## Objective
Determine how many lines of the material below contain the string "cloth", with case taken into account. Give only that number.

[START]

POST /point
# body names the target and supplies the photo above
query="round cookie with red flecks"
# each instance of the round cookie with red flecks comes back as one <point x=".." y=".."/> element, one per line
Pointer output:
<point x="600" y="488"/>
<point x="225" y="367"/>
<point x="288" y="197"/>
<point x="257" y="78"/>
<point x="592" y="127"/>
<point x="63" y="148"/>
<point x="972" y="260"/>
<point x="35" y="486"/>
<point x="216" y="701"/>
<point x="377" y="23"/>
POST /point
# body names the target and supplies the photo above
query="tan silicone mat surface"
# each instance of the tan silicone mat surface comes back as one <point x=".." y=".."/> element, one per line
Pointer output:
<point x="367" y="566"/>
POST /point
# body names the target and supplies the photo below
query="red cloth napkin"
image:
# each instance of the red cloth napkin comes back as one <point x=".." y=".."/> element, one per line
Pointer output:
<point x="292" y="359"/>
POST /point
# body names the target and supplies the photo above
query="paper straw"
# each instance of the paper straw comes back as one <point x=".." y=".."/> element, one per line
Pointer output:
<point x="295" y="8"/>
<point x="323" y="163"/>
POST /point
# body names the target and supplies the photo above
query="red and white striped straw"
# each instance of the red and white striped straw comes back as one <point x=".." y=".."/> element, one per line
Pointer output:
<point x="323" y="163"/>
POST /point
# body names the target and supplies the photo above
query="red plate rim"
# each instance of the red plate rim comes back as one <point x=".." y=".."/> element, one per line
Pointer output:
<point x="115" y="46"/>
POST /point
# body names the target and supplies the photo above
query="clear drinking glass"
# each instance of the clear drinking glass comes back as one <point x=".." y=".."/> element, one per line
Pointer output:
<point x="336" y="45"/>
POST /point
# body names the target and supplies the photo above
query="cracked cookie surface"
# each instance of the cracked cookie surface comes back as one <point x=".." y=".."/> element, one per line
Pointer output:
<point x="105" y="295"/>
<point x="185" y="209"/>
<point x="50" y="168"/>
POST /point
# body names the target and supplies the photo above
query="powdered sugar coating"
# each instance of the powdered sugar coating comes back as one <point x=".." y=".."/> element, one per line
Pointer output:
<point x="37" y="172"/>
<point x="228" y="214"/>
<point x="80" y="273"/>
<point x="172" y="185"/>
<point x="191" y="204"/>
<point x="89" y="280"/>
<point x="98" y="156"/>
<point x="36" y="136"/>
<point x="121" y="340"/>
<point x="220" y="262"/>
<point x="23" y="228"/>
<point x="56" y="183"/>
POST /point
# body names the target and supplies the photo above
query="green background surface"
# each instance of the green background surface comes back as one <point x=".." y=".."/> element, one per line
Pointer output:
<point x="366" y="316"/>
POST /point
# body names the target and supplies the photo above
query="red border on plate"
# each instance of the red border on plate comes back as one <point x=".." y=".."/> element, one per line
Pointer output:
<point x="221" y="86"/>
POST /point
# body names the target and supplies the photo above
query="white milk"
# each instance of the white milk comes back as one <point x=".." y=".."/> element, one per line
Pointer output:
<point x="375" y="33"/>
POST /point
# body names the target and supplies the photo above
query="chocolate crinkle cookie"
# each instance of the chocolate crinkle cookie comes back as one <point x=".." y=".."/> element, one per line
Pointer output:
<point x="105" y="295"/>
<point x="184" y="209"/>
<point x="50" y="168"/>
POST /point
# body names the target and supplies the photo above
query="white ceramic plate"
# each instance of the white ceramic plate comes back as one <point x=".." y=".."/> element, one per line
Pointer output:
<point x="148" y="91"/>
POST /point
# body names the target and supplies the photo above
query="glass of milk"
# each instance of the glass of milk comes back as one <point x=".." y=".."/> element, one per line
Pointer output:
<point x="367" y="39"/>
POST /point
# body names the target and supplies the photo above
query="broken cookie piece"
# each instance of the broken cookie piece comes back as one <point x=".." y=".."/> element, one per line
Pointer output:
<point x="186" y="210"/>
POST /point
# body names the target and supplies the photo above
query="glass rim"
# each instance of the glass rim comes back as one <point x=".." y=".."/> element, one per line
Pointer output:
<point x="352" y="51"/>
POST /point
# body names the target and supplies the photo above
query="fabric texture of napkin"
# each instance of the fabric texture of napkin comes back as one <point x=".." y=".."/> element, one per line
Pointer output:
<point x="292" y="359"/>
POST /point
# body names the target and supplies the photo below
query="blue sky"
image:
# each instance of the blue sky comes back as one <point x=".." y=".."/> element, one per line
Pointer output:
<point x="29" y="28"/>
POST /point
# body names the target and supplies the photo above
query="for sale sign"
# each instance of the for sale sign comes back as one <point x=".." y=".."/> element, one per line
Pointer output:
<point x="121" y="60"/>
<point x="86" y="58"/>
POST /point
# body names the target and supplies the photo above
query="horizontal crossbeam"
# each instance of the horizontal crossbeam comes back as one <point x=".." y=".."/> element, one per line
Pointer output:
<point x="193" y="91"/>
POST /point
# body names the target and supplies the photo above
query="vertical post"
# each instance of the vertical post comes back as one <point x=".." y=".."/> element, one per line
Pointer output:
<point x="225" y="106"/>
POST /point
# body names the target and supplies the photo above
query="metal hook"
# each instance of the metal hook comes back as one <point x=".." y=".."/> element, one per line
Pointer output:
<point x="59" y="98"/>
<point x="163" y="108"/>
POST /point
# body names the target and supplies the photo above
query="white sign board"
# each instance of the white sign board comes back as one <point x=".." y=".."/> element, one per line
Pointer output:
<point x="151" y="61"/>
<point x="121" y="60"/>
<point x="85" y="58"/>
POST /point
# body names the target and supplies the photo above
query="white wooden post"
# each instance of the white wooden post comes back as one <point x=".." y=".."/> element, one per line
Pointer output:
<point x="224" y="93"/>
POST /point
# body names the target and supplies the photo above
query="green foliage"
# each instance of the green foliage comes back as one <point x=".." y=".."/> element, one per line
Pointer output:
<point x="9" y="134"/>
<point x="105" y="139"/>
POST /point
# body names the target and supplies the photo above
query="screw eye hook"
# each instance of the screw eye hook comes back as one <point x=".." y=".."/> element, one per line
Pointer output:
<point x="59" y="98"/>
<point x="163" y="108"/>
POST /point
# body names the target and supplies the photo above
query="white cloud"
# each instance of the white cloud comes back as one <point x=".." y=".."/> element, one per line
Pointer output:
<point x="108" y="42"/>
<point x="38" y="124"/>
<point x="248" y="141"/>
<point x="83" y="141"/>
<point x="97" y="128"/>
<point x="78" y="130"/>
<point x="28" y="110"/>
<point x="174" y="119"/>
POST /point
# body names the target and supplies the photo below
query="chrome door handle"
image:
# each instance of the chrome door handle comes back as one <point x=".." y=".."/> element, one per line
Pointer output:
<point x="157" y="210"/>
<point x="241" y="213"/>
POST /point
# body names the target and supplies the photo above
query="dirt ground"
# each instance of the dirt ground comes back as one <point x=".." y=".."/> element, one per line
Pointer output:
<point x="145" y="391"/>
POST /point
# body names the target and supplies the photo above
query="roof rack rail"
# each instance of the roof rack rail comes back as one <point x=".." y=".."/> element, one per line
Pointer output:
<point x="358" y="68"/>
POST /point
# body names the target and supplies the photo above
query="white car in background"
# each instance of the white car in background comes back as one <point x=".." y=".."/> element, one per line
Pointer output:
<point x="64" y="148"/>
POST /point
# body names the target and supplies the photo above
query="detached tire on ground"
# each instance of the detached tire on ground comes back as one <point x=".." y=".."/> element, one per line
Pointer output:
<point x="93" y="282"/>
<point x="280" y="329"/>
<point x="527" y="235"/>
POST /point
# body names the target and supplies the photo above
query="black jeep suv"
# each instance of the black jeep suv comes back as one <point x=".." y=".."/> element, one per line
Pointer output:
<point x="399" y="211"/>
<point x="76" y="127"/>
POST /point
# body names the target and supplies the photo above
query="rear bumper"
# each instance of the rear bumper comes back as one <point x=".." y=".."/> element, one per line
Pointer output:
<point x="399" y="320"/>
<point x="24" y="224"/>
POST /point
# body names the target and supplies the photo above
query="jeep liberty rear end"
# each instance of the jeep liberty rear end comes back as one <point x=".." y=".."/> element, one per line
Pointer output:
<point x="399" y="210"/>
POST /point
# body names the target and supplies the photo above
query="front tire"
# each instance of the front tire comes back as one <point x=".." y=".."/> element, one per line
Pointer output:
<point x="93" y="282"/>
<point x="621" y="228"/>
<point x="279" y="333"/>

[END]

## Answer to the exercise
2